▸ THE REQUEST: Convert the lines of the records into a numbered list, omitting any blank lines. Begin at the line containing "5. Determine the location of the snow" and continue through the final line of the records.

### THE RECORDS

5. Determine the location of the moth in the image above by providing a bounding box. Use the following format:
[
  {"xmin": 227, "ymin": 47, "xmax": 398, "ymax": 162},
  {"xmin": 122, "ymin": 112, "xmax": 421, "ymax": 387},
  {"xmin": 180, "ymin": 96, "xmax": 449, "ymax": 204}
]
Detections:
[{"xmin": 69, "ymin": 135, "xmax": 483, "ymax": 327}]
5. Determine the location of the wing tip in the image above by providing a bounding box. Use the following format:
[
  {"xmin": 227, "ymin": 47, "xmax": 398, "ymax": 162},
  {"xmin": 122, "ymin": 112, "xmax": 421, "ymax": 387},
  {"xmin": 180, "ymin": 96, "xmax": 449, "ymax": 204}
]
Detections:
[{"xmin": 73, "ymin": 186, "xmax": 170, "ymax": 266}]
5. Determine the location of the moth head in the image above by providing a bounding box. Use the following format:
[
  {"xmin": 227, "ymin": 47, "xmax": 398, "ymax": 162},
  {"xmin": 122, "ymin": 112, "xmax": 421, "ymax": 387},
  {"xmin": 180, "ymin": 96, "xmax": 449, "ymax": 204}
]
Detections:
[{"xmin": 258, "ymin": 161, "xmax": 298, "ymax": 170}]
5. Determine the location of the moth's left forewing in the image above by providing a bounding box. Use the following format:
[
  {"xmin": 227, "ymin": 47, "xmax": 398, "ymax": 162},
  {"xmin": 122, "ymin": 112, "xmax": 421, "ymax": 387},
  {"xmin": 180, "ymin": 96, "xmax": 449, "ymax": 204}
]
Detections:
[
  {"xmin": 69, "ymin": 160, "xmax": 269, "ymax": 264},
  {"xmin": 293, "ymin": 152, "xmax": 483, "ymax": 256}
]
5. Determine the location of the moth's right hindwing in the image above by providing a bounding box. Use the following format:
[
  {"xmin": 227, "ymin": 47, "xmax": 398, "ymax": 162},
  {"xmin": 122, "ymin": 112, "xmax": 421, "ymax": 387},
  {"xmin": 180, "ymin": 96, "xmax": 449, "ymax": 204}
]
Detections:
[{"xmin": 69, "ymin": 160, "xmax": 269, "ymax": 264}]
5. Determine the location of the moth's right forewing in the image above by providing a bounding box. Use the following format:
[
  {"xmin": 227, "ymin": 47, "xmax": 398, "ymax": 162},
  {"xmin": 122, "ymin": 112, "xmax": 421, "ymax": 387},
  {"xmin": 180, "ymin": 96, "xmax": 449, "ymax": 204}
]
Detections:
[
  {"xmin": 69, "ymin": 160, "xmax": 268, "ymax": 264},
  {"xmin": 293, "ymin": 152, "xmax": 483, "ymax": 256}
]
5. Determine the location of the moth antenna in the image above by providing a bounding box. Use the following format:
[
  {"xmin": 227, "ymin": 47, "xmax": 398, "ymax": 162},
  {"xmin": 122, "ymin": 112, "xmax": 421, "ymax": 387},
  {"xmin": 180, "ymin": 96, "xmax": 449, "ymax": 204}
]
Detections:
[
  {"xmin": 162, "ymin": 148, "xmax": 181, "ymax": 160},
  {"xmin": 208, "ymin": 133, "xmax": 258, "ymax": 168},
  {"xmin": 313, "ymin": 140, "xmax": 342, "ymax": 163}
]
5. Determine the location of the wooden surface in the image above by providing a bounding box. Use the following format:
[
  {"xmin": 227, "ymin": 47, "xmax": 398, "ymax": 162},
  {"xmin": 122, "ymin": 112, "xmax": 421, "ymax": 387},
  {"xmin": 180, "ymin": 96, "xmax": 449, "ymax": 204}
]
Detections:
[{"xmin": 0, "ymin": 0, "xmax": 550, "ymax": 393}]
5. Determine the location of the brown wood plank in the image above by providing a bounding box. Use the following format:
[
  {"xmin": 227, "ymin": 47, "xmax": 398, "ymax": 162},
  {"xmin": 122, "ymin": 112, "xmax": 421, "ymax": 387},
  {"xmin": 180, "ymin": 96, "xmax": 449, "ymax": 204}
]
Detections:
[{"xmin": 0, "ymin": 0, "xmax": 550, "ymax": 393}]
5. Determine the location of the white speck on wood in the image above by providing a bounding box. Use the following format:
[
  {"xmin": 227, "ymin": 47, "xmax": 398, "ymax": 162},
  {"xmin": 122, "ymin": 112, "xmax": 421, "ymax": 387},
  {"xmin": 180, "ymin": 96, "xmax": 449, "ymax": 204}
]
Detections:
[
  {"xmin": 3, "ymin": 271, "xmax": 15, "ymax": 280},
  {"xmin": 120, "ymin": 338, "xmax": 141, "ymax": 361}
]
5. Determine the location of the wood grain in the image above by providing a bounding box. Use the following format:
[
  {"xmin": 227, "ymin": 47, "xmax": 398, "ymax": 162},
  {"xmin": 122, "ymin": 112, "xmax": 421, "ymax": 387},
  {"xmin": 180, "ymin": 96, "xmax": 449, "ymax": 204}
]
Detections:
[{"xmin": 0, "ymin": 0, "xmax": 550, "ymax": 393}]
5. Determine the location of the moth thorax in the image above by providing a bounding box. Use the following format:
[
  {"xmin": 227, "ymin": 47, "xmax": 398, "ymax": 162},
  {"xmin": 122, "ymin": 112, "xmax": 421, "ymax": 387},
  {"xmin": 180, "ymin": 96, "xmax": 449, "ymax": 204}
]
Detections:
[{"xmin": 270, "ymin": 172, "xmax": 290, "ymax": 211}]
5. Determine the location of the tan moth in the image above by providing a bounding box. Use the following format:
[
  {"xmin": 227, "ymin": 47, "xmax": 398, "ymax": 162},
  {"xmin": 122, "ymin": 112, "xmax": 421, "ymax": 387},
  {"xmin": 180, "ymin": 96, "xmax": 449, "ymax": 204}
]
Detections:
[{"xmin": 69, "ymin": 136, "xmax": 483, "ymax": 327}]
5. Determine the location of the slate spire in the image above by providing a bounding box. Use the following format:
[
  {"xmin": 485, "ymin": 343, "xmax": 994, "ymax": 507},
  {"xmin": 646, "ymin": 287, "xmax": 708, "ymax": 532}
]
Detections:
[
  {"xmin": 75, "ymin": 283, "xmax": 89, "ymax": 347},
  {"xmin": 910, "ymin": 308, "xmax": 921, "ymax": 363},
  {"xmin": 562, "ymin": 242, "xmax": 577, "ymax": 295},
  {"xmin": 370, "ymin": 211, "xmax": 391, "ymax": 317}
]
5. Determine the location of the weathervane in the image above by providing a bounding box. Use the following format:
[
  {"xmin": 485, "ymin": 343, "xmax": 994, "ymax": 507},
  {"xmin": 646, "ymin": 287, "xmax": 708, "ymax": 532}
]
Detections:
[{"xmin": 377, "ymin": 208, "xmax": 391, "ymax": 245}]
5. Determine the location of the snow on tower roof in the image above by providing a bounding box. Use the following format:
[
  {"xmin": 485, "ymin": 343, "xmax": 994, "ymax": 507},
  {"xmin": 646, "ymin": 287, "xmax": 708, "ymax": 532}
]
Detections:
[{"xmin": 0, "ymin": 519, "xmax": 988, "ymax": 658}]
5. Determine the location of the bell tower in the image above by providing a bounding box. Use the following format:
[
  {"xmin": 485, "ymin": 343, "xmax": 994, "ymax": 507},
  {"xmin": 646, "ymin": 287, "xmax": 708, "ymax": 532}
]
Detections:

######

▸ FINISHED EXERCISE:
1. 5. Determine the location of the snow on tower roof in the image above by providing a bounding box. Use the following format:
2. [
3.   {"xmin": 485, "ymin": 343, "xmax": 994, "ymax": 507},
4.   {"xmin": 646, "ymin": 287, "xmax": 708, "ymax": 532}
5. ]
6. Detections:
7. [{"xmin": 0, "ymin": 519, "xmax": 988, "ymax": 658}]
8. 5. Determine the location of the bell tower in the image above by providing a bounding box. Use the following format:
9. [
10.   {"xmin": 485, "ymin": 343, "xmax": 994, "ymax": 507},
11.   {"xmin": 646, "ymin": 287, "xmax": 708, "ymax": 532}
12. ]
13. Detections:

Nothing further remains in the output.